PROBLEM REQUIREMENTS - From the data below, pick out and copy every line that contains the string "hand". Case counts, so copy only lines where it appears in exactly that case.

[Pointing entries for named objects]
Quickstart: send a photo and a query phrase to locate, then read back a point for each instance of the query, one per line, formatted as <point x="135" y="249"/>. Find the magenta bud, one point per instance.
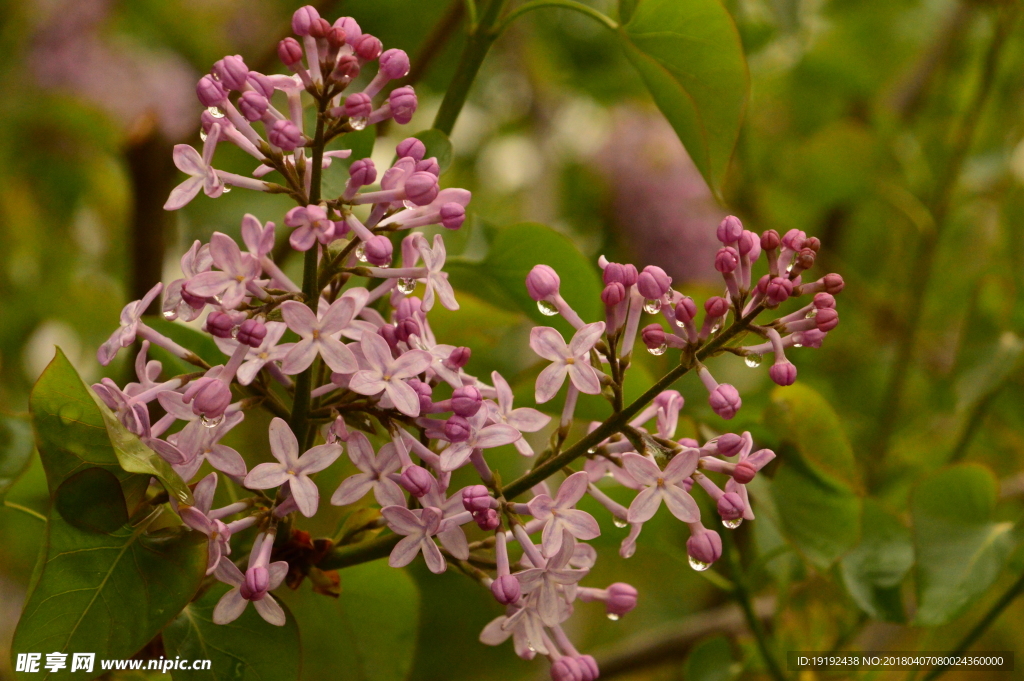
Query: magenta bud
<point x="729" y="444"/>
<point x="730" y="506"/>
<point x="252" y="333"/>
<point x="506" y="589"/>
<point x="613" y="294"/>
<point x="686" y="309"/>
<point x="725" y="400"/>
<point x="363" y="172"/>
<point x="303" y="18"/>
<point x="743" y="472"/>
<point x="403" y="102"/>
<point x="411" y="147"/>
<point x="379" y="251"/>
<point x="476" y="499"/>
<point x="210" y="92"/>
<point x="652" y="336"/>
<point x="622" y="598"/>
<point x="357" y="104"/>
<point x="416" y="480"/>
<point x="453" y="215"/>
<point x="285" y="135"/>
<point x="542" y="282"/>
<point x="394" y="64"/>
<point x="770" y="241"/>
<point x="252" y="104"/>
<point x="290" y="51"/>
<point x="219" y="324"/>
<point x="705" y="546"/>
<point x="653" y="283"/>
<point x="368" y="47"/>
<point x="726" y="260"/>
<point x="625" y="274"/>
<point x="421" y="187"/>
<point x="466" y="400"/>
<point x="457" y="429"/>
<point x="716" y="306"/>
<point x="783" y="373"/>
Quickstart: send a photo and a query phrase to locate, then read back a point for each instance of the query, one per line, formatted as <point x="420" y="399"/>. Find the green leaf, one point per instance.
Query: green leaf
<point x="108" y="594"/>
<point x="15" y="450"/>
<point x="711" y="660"/>
<point x="690" y="57"/>
<point x="800" y="416"/>
<point x="247" y="649"/>
<point x="367" y="634"/>
<point x="960" y="550"/>
<point x="438" y="145"/>
<point x="873" y="570"/>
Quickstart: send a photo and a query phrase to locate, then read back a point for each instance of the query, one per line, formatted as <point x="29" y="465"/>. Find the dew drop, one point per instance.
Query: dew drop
<point x="547" y="308"/>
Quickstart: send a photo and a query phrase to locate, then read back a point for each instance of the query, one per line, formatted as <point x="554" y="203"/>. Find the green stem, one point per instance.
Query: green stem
<point x="1013" y="592"/>
<point x="562" y="4"/>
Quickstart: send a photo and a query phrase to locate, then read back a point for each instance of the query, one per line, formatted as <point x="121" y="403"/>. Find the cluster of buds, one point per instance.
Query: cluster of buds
<point x="371" y="364"/>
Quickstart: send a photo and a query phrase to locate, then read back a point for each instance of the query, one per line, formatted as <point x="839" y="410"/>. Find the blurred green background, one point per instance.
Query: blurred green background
<point x="891" y="129"/>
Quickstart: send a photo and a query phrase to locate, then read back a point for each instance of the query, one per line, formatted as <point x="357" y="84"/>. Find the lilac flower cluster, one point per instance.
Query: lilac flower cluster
<point x="372" y="366"/>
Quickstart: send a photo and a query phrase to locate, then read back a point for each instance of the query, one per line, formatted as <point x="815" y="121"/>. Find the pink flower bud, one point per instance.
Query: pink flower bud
<point x="416" y="480"/>
<point x="457" y="429"/>
<point x="542" y="282"/>
<point x="421" y="187"/>
<point x="357" y="104"/>
<point x="783" y="373"/>
<point x="363" y="172"/>
<point x="613" y="294"/>
<point x="303" y="18"/>
<point x="232" y="72"/>
<point x="368" y="47"/>
<point x="403" y="102"/>
<point x="285" y="135"/>
<point x="453" y="215"/>
<point x="475" y="499"/>
<point x="653" y="283"/>
<point x="730" y="506"/>
<point x="686" y="309"/>
<point x="252" y="104"/>
<point x="252" y="333"/>
<point x="705" y="545"/>
<point x="729" y="444"/>
<point x="466" y="400"/>
<point x="210" y="92"/>
<point x="219" y="324"/>
<point x="290" y="51"/>
<point x="394" y="64"/>
<point x="725" y="400"/>
<point x="411" y="147"/>
<point x="379" y="251"/>
<point x="726" y="260"/>
<point x="506" y="589"/>
<point x="730" y="229"/>
<point x="622" y="598"/>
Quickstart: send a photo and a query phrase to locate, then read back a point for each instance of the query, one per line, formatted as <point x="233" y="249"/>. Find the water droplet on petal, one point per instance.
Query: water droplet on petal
<point x="547" y="308"/>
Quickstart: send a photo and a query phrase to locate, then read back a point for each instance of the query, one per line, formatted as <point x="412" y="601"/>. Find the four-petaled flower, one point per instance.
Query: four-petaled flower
<point x="660" y="485"/>
<point x="293" y="468"/>
<point x="565" y="359"/>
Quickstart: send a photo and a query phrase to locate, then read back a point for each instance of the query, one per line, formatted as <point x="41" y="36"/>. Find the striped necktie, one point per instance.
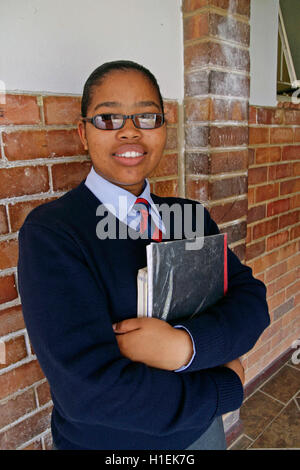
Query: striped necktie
<point x="147" y="224"/>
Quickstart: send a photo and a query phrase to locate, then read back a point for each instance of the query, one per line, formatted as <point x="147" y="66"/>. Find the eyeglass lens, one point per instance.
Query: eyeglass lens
<point x="115" y="121"/>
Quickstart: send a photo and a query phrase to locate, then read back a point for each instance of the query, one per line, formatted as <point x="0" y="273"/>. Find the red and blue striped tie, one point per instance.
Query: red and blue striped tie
<point x="147" y="224"/>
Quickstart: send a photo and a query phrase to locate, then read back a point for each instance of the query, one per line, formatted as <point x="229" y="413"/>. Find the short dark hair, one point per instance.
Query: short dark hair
<point x="103" y="70"/>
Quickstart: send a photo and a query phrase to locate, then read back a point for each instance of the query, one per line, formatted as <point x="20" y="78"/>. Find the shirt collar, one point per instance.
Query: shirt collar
<point x="112" y="195"/>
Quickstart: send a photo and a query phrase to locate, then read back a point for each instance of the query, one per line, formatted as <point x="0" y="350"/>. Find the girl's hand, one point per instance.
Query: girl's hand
<point x="154" y="342"/>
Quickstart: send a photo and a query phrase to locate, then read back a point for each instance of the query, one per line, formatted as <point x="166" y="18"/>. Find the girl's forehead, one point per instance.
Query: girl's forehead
<point x="123" y="86"/>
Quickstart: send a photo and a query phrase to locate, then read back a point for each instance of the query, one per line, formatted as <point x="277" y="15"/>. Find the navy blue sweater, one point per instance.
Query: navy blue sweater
<point x="73" y="286"/>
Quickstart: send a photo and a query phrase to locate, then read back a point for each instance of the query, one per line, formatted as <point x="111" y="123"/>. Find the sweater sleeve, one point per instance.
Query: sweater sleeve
<point x="231" y="327"/>
<point x="66" y="312"/>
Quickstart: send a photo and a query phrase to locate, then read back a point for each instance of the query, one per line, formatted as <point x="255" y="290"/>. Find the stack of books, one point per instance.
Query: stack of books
<point x="180" y="281"/>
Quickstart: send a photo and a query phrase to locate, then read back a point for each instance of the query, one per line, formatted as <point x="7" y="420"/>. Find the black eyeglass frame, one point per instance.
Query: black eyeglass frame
<point x="125" y="117"/>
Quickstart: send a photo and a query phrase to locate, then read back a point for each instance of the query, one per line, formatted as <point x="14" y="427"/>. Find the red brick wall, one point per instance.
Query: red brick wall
<point x="273" y="225"/>
<point x="217" y="82"/>
<point x="41" y="159"/>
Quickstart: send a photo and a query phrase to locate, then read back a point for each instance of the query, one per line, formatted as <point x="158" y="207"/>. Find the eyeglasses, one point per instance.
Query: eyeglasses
<point x="112" y="122"/>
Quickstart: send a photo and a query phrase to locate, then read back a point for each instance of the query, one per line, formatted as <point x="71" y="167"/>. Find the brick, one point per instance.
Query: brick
<point x="264" y="262"/>
<point x="290" y="186"/>
<point x="227" y="187"/>
<point x="285" y="280"/>
<point x="196" y="26"/>
<point x="61" y="109"/>
<point x="270" y="116"/>
<point x="257" y="175"/>
<point x="267" y="191"/>
<point x="43" y="393"/>
<point x="68" y="175"/>
<point x="19" y="211"/>
<point x="23" y="180"/>
<point x="166" y="188"/>
<point x="255" y="249"/>
<point x="295" y="168"/>
<point x="296" y="135"/>
<point x="277" y="240"/>
<point x="281" y="135"/>
<point x="197" y="83"/>
<point x="276" y="172"/>
<point x="8" y="289"/>
<point x="293" y="289"/>
<point x="168" y="166"/>
<point x="267" y="155"/>
<point x="228" y="110"/>
<point x="283" y="309"/>
<point x="16" y="407"/>
<point x="197" y="110"/>
<point x="251" y="196"/>
<point x="232" y="57"/>
<point x="252" y="115"/>
<point x="276" y="300"/>
<point x="24" y="145"/>
<point x="197" y="55"/>
<point x="215" y="54"/>
<point x="258" y="135"/>
<point x="276" y="271"/>
<point x="191" y="5"/>
<point x="249" y="235"/>
<point x="235" y="232"/>
<point x="8" y="254"/>
<point x="228" y="136"/>
<point x="241" y="7"/>
<point x="257" y="353"/>
<point x="292" y="152"/>
<point x="172" y="142"/>
<point x="256" y="213"/>
<point x="292" y="117"/>
<point x="228" y="84"/>
<point x="239" y="251"/>
<point x="25" y="430"/>
<point x="277" y="207"/>
<point x="295" y="232"/>
<point x="3" y="221"/>
<point x="19" y="378"/>
<point x="289" y="219"/>
<point x="197" y="163"/>
<point x="222" y="162"/>
<point x="20" y="109"/>
<point x="15" y="350"/>
<point x="225" y="212"/>
<point x="36" y="445"/>
<point x="11" y="320"/>
<point x="171" y="112"/>
<point x="295" y="201"/>
<point x="265" y="228"/>
<point x="197" y="189"/>
<point x="196" y="136"/>
<point x="229" y="29"/>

COMPLETE RESPONSE -
Quickstart: send a photo and a query phrase to locate, then read back a point for each instance of the query, one per line, formatted as <point x="0" y="350"/>. Find the girl's hand, one point per instance.
Query: girl's hand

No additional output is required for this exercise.